= Beginning of Section =

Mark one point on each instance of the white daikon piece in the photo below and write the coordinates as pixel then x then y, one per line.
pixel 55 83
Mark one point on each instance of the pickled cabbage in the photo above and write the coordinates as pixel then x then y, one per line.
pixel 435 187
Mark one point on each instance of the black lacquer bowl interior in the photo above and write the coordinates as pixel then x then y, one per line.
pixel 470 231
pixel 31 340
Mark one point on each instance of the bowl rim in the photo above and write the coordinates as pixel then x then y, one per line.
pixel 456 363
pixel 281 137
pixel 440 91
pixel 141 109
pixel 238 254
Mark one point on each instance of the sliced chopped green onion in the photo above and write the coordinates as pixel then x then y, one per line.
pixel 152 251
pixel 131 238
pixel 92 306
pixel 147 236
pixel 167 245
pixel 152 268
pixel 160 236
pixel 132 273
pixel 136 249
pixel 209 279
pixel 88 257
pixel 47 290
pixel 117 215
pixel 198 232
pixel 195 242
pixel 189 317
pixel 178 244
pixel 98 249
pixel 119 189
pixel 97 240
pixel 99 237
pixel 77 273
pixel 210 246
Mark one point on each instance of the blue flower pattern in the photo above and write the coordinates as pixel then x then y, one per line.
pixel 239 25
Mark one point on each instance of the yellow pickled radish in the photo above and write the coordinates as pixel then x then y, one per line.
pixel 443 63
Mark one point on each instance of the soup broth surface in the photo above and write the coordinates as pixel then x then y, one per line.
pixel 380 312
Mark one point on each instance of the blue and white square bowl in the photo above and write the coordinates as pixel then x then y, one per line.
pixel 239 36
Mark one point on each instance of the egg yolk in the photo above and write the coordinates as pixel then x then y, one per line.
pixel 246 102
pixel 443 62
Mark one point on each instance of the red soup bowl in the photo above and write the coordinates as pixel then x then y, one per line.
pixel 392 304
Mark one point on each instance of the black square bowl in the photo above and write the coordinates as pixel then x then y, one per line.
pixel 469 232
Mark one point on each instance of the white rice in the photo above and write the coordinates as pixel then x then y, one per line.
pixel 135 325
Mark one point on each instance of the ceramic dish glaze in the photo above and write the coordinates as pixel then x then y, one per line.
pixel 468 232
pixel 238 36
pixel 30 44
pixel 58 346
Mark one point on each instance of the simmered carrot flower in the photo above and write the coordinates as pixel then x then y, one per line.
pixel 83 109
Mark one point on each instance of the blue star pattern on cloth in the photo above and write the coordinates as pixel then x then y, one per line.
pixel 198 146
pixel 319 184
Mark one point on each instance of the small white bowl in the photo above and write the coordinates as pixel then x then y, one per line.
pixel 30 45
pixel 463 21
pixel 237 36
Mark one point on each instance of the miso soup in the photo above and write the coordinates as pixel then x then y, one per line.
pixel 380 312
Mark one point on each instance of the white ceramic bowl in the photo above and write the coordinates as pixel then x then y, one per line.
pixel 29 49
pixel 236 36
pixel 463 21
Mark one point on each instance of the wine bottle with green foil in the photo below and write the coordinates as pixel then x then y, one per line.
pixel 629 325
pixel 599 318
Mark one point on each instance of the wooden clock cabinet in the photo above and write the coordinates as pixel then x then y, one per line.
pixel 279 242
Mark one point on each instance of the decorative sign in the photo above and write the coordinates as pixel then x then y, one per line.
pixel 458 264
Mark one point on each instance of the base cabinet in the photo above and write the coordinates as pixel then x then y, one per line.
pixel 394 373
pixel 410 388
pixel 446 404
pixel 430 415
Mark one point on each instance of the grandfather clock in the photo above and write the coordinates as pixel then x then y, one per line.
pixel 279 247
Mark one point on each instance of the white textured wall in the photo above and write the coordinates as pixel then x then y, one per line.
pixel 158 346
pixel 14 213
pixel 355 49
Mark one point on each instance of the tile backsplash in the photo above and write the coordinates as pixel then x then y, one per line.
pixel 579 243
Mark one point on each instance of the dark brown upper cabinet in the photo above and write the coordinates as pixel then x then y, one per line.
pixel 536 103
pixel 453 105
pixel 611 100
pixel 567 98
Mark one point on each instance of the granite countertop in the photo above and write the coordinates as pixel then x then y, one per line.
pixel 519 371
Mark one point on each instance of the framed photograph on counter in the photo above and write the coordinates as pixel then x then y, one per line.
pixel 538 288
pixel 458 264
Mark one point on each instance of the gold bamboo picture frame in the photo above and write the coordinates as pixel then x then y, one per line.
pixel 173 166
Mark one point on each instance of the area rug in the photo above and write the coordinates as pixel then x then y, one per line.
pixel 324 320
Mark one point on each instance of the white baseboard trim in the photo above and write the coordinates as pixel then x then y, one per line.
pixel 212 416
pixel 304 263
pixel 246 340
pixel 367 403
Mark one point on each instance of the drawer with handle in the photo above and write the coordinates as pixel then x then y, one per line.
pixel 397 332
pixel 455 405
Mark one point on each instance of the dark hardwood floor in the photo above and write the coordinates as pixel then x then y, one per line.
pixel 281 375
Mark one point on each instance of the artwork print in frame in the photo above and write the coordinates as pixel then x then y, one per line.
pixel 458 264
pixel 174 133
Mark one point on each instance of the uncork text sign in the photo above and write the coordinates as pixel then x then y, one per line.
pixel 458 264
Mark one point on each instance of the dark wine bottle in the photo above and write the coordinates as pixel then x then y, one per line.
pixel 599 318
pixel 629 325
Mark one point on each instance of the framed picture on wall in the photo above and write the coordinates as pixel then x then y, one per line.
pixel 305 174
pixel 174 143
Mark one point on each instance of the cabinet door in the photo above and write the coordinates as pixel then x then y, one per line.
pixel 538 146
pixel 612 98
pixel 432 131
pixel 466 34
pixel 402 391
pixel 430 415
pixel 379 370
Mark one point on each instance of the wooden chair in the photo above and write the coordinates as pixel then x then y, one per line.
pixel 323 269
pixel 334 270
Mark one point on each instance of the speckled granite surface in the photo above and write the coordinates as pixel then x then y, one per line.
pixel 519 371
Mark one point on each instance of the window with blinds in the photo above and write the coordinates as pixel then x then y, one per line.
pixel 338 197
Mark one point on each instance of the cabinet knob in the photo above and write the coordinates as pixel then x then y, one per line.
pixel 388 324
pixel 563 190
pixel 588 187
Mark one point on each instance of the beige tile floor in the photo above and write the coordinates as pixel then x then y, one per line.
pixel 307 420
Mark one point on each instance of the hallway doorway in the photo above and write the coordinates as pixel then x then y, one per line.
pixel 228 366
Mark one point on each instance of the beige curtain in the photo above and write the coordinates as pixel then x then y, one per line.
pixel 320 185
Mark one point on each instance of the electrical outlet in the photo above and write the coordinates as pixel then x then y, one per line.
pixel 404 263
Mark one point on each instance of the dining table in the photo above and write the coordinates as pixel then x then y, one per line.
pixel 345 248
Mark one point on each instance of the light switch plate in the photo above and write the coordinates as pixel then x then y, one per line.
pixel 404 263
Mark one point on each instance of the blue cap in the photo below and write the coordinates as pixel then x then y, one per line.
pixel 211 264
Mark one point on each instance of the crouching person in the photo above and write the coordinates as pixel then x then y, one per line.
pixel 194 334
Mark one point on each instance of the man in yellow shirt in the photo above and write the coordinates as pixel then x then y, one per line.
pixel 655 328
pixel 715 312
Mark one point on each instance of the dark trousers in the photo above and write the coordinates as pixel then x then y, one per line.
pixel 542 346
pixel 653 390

= End of Section =

◆ Your objective
Put down all the data once more, exactly as it appears above.

◆ Result
Mark one point on each instance of the white daikon piece in the photo below and write the coordinates as pixel then x then y, one per line.
pixel 55 83
Mark one point on each instance of the pickled cabbage in the photo above and write the coordinates as pixel then x then y, one per line.
pixel 435 187
Mark one point on each instance of the black lacquer bowl interior in the photo above and write the coordinates as pixel then x then y, one per line.
pixel 470 231
pixel 31 340
Mark one point on each instance of the bowl rim in the photo above and write the coordinates as pixel then x then y, one per line.
pixel 456 363
pixel 281 137
pixel 440 91
pixel 141 109
pixel 238 254
Mark one point on each instance of the sliced chopped green onion in the photo above and write the coordinates as pixel then x then y, one per line.
pixel 152 251
pixel 131 238
pixel 92 306
pixel 147 236
pixel 167 245
pixel 152 268
pixel 160 236
pixel 132 273
pixel 136 249
pixel 209 279
pixel 88 257
pixel 47 290
pixel 117 215
pixel 198 232
pixel 195 242
pixel 189 317
pixel 178 244
pixel 98 249
pixel 119 189
pixel 97 240
pixel 99 237
pixel 77 273
pixel 210 246
Mark one point on each instance of the blue flower pattern in the photo above and write the coordinates as pixel then x then y, one per line.
pixel 239 25
Mark one point on each instance of the yellow pickled radish in the photo above and write the coordinates as pixel then x then y, one per line.
pixel 443 63
Mark one point on each instance of the soup broth surface in the photo above and write the coordinates as pixel then x then y, one per line.
pixel 380 312
Mark one point on each instance of the blue and white square bowl in the photo above and write the coordinates as pixel then x then y, one per line.
pixel 239 36
Mark one point on each instance of the egg yolk in the photo above and write the coordinates as pixel then x then y, one per line.
pixel 246 102
pixel 443 62
Mark one point on each instance of the red soup bowl in the photo above and write the coordinates as pixel then x then y, one per line.
pixel 392 304
Mark one point on each instance of the black square bowl in the photo above and write the coordinates as pixel then x then y, one per line.
pixel 469 232
Mark one point on each instance of the white rice in the photo above and write the coordinates as pixel then x then y, one per line.
pixel 135 325
Mark one point on each instance of the ceramic dish glaze in the photo above and write the coordinates as pixel then x then y, one per line.
pixel 468 232
pixel 238 36
pixel 30 44
pixel 58 346
Mark one point on each instance of the simmered carrot flower in the photo above and write the coordinates as pixel then x then y, one per line.
pixel 83 109
Mark one point on each instance of the blue star pattern on cloth in the photo above and write the coordinates as pixel then x then y, one per line.
pixel 198 146
pixel 319 184
Mark one point on each instance of the small white bowl in the photo above and write the coordinates as pixel then x then y, one per line.
pixel 30 45
pixel 463 21
pixel 237 36
Mark one point on each instance of the miso soup in the photo above and write the coordinates as pixel then x then y, one per line.
pixel 380 312
Mark one point on each instance of the white ceramic bowl in the photo above and write the coordinates as pixel then x then y, one per line.
pixel 29 49
pixel 236 36
pixel 463 21
Mark one point on each instance of the wine bottle with green foil in the photo below and write the coordinates as pixel then x then y, one per line.
pixel 629 325
pixel 599 318
Mark one point on each instance of the wooden clock cabinet in the photo above and write the coordinates as pixel then x then y, one per line.
pixel 279 242
Mark one point on each instance of the decorative sign in the photo above and write the coordinates as pixel then x then y, one per line.
pixel 458 264
Mark one point on each instance of the base cabinet in the photo above and write the coordinates as pixel then x then y, one per line.
pixel 394 373
pixel 410 388
pixel 446 404
pixel 430 415
Mark one point on each instance of the grandfather clock in the photo above and write the coordinates as pixel then x then y, one per line.
pixel 279 247
Mark one point on each instance of the white textured wall in the photo above and write the coordinates as pixel then x then y, one per line.
pixel 158 346
pixel 14 213
pixel 355 49
Mark one point on each instance of the tile backsplash in the photo above and write the coordinates as pixel then x then y, one per line.
pixel 579 243
Mark one point on each instance of the dark brown upper cabinet in the photo above and write the coordinates as pixel then x then y, one per line.
pixel 536 103
pixel 453 105
pixel 611 100
pixel 567 98
Mark one point on each instance of the granite countertop in the photo above and write the coordinates as pixel then x then y, one per line.
pixel 519 371
Mark one point on each instance of the framed photograph on counter in the photo above and write the coordinates as pixel then x then y, one per line.
pixel 538 288
pixel 458 264
Mark one point on each instance of the gold bamboo picture frame in the photo above and write the coordinates as pixel then x then y, one per line.
pixel 173 166
Mark one point on each instance of the area rug in the photo above and write the coordinates as pixel then x then y, one per line.
pixel 324 320
Mark one point on each instance of the white baseboard trim in the photo above and write the coordinates as pixel then x then y, one per line.
pixel 212 416
pixel 304 263
pixel 246 340
pixel 367 403
Mark one point on each instance of the drawer with handle in the photo above and write the coordinates as pixel then x then y, one per line.
pixel 397 332
pixel 455 405
Mark one point on each instance of the dark hardwood floor in the photo above and write the coordinates as pixel then x then y, one per line.
pixel 281 375
Mark one point on each instance of the artwork print in frame in the photo above and write the coordinates as pixel then x then y, one per line.
pixel 458 264
pixel 174 133
Mark one point on each instance of the uncork text sign in the photo above and write the coordinates as pixel then x then y, one per line.
pixel 458 264
Mark one point on each instance of the dark wine bottle in the photo above and write the coordinates as pixel then x then y, one per line.
pixel 599 318
pixel 629 325
Mark one point on each instance of the framed picture on wall in the photo above and write the coordinates as pixel then x then y, one per line.
pixel 305 174
pixel 174 143
Mark one point on each instance of the cabinet door in the photo above and write the coordinates as pixel then x then y, one per line.
pixel 538 146
pixel 612 98
pixel 432 131
pixel 466 34
pixel 402 391
pixel 430 415
pixel 379 370
Mark one point on each instance of the wooden chair in the photo above and write the coordinates as pixel then x then y, one per line.
pixel 323 269
pixel 334 270
Mark one point on each instance of the speckled granite surface in the photo above and write the coordinates as pixel then x then y, one per line.
pixel 519 371
Mark one point on each instance of the window with blinds in the photo above and write the coordinates as pixel then x then y, one per line.
pixel 338 197
Mark one point on each instance of the cabinet knob in the photo above and write the coordinates as pixel then x then y, one per line.
pixel 388 324
pixel 563 190
pixel 588 187
Mark one point on each instance of the beige tile floor in the photo above and write the coordinates as pixel then x then y, one per line.
pixel 307 420
Mark one point on each instance of the hallway doorway in the photo above and write the coordinates as pixel then x then y, one per line.
pixel 228 366
Mark one point on each instance of the beige curtain in the photo above and write the coordinates as pixel then x then y, one per line.
pixel 320 185
Mark one point on each instance of the electrical outlet in the photo above and write the coordinates as pixel then x then y, one per line.
pixel 404 263
Mark one point on each instance of the dining table in the photo above and write the coordinates as pixel then x then y, one per line.
pixel 345 248
Mark one point on each instance of the light switch plate in the photo above and write the coordinates as pixel then x then y, one per line.
pixel 404 263
Mark one point on each instance of the blue cap in the photo below and write the coordinates as pixel then x then y, one per line.
pixel 211 264
Mark one point on each instance of the crouching person in the photo above and write the coordinates as pixel then x then y, one per line.
pixel 194 334
Mark one point on each instance of the man in yellow shirt in the photo above and write the coordinates as pixel then x then y, one per line.
pixel 655 328
pixel 715 312
Mark one point on each instance of the dark trousers in the photo above and write the coordinates as pixel then x then y, one per line.
pixel 542 346
pixel 653 390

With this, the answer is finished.